#### Records provided

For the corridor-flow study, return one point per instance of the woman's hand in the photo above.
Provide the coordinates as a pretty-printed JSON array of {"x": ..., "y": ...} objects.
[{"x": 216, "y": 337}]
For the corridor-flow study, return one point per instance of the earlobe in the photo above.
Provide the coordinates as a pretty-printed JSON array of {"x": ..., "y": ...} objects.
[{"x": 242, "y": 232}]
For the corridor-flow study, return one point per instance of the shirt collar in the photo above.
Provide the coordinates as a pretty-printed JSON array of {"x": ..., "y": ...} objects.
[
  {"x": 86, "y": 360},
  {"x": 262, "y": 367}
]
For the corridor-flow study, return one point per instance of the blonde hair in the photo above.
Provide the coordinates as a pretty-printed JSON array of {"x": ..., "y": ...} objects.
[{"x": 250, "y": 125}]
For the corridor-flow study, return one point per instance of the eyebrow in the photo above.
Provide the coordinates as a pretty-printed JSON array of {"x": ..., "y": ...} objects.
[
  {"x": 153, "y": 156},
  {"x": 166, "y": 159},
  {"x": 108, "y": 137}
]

########

Exercise brief. Give back all of the records above word for word, with no changes.

Task response.
For the corridor-flow study, return one point per instance of the woman's hand in the photo above.
Provide the coordinates as a pretty-printed JSON array of {"x": ..., "y": ...} objects.
[{"x": 216, "y": 337}]
For the corridor-flow study, return one point per instance of the earlobe in the photo above.
Provide the coordinates as a pretty-printed JSON array of {"x": ..., "y": ...} objects.
[{"x": 242, "y": 232}]
For the corridor-flow study, return one point per instance of the shirt collar in the photo above.
Provide the coordinates as a pretty-printed JSON array of {"x": ..., "y": ...} objects.
[
  {"x": 86, "y": 360},
  {"x": 262, "y": 367}
]
For the corridor-flow study, return one point per instance of the blonde hair in the photo above.
Provide the coordinates as a pretty-printed JSON array of {"x": ..., "y": ...} objects.
[{"x": 250, "y": 125}]
For the corridor-flow study, return one point per instance of the eyebrow in the photo above.
Provide the coordinates as a pretty-printed JSON array of {"x": ..., "y": ...} objects.
[
  {"x": 153, "y": 156},
  {"x": 166, "y": 159},
  {"x": 108, "y": 137}
]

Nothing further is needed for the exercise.